### THE INPUT
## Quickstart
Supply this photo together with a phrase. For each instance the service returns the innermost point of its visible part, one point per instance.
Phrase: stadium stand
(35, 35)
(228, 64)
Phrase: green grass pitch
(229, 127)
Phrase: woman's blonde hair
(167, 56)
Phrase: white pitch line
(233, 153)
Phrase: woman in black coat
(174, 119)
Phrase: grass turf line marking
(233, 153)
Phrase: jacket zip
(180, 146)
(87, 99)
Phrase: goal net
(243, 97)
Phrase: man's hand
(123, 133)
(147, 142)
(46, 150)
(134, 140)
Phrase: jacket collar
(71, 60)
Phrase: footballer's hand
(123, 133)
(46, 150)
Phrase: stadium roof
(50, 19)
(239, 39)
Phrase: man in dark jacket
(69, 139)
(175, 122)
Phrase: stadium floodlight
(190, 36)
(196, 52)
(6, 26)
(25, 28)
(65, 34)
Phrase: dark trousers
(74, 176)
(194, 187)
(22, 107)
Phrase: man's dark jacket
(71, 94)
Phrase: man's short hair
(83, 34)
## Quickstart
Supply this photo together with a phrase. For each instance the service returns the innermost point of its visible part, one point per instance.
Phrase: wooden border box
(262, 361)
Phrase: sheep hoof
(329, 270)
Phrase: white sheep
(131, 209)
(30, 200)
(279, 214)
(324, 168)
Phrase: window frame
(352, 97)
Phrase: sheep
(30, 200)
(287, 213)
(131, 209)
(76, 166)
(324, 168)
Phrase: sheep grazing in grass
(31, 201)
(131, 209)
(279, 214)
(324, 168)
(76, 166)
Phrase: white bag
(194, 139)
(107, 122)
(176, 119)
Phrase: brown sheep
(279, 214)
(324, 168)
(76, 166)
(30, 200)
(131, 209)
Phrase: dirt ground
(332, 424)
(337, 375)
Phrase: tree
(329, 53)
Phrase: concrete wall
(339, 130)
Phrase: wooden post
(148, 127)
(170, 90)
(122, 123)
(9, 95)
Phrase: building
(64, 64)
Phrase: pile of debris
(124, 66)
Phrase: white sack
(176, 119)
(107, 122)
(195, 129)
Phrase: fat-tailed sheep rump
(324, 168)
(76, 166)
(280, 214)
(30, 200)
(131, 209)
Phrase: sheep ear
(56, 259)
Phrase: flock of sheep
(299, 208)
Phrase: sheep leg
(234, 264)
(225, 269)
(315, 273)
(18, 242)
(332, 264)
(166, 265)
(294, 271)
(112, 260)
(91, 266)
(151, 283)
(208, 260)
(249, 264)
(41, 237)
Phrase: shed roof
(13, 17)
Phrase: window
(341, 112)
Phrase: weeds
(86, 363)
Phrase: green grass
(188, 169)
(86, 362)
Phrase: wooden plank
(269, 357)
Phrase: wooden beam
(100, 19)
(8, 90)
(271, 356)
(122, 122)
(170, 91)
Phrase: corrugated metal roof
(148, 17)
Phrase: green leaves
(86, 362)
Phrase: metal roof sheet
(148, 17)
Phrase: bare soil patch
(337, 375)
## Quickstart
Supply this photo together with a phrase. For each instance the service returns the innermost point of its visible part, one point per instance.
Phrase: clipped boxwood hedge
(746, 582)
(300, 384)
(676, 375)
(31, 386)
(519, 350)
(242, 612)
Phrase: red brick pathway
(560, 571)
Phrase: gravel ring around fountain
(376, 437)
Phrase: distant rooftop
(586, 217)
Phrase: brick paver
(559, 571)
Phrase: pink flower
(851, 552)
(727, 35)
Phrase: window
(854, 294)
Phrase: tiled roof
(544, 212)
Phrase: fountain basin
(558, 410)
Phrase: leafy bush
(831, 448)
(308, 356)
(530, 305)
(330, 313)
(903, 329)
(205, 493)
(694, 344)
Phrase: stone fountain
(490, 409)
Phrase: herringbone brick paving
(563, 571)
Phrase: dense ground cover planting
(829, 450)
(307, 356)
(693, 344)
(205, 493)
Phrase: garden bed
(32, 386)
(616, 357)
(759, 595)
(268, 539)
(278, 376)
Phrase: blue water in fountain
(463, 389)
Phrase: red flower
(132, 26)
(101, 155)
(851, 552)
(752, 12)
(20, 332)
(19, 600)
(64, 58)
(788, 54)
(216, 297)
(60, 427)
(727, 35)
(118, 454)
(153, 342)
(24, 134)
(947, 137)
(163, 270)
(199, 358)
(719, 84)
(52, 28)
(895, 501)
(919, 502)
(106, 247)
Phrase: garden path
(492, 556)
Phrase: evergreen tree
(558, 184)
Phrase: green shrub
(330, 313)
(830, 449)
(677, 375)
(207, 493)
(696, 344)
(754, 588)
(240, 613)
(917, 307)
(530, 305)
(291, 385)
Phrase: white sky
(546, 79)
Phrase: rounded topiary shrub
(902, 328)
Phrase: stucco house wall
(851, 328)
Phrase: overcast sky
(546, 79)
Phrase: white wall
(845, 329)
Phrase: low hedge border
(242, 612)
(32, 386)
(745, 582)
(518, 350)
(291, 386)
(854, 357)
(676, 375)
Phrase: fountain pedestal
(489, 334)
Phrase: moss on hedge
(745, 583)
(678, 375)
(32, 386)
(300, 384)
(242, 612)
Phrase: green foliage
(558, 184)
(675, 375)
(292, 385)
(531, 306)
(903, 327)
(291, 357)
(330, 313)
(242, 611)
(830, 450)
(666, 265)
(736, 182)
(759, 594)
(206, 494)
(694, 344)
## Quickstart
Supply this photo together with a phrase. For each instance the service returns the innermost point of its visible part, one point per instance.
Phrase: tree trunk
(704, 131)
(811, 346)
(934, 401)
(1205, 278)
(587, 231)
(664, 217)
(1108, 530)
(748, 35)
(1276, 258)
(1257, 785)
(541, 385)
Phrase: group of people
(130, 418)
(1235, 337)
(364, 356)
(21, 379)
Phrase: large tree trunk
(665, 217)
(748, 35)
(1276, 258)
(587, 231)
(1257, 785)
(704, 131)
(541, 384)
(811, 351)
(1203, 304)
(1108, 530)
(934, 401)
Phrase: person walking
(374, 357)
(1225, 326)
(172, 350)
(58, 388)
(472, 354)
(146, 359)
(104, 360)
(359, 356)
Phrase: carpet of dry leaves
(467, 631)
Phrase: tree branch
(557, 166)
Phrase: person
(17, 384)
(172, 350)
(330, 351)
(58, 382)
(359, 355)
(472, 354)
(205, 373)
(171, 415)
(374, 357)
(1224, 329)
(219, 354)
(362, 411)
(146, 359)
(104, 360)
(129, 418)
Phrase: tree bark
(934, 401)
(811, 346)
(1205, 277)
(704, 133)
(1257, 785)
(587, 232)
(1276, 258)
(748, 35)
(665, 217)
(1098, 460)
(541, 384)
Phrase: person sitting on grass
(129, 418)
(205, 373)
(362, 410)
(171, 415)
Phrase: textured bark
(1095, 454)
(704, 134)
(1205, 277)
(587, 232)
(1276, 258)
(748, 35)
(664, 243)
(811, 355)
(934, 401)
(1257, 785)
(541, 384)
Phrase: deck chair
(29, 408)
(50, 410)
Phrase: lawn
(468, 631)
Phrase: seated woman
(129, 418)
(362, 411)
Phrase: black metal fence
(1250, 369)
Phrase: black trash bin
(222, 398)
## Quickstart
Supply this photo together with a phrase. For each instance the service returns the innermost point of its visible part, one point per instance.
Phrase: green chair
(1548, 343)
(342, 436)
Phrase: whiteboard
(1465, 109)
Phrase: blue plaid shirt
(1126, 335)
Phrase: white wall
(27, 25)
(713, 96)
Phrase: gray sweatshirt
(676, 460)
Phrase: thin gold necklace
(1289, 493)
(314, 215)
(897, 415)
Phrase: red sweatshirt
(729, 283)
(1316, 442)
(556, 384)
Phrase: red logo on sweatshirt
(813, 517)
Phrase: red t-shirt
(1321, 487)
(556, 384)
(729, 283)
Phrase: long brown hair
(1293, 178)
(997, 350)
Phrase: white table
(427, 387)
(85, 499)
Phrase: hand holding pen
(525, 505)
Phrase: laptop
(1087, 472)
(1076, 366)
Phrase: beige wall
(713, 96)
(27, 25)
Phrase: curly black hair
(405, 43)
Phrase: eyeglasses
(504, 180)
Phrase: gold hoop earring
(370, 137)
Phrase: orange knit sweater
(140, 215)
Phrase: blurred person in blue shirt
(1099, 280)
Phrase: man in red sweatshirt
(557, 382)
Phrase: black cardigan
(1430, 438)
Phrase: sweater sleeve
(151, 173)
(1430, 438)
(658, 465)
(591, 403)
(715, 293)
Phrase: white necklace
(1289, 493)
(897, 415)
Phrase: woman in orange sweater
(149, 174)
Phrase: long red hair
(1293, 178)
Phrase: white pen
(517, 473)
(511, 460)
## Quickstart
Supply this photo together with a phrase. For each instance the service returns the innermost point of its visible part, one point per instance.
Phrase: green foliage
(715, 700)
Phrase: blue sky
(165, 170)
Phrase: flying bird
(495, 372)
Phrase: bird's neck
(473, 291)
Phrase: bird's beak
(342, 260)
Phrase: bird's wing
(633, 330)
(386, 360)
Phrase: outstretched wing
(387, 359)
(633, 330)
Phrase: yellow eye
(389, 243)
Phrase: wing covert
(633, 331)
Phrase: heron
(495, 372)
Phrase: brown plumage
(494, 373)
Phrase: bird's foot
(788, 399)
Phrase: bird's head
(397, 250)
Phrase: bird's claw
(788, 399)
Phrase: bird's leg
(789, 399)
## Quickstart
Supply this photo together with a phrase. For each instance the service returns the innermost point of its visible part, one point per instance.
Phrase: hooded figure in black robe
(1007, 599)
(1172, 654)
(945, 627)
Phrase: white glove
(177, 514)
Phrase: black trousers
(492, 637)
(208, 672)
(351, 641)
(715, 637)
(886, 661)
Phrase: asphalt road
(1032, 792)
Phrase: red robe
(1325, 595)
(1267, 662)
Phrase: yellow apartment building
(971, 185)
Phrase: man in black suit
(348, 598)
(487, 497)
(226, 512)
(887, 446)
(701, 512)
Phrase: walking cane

### INSTRUCTIONS TO FOLLOW
Set down, unchanged, the line that contains "Phrase: bird's head" together with every later line in the records, through the last one.

### FINISHED EXERCISE
Phrase: bird's head
(397, 250)
Phrase: bird's claw
(788, 399)
Phrase: bird's leg
(789, 399)
## Quickstart
Supply this photo together with a phrase. For each instance the service returns the innermost point of its visible part, one point per instance.
Phrase: hooded figure in black robe
(1007, 599)
(1172, 654)
(945, 627)
Phrase: white glove
(177, 514)
Phrase: black trousers
(492, 637)
(208, 672)
(351, 641)
(715, 637)
(886, 661)
Phrase: asphalt road
(1032, 792)
Phrase: red robe
(1325, 595)
(1267, 662)
Phrase: yellow apartment building
(971, 185)
Phrase: man in black suit
(348, 598)
(487, 497)
(226, 512)
(887, 446)
(701, 512)
Phrase: walking cane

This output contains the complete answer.